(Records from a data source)
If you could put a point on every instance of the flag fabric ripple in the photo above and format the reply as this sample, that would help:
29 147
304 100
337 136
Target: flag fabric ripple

§ **What you are asked to do**: What is needed is an exact restatement of every record above.

§ **Response box**:
If you could put a point on every instance of the flag fabric ripple in the photo above and format the reply as this sample, that would help:
29 147
304 100
337 136
Target: flag fabric ripple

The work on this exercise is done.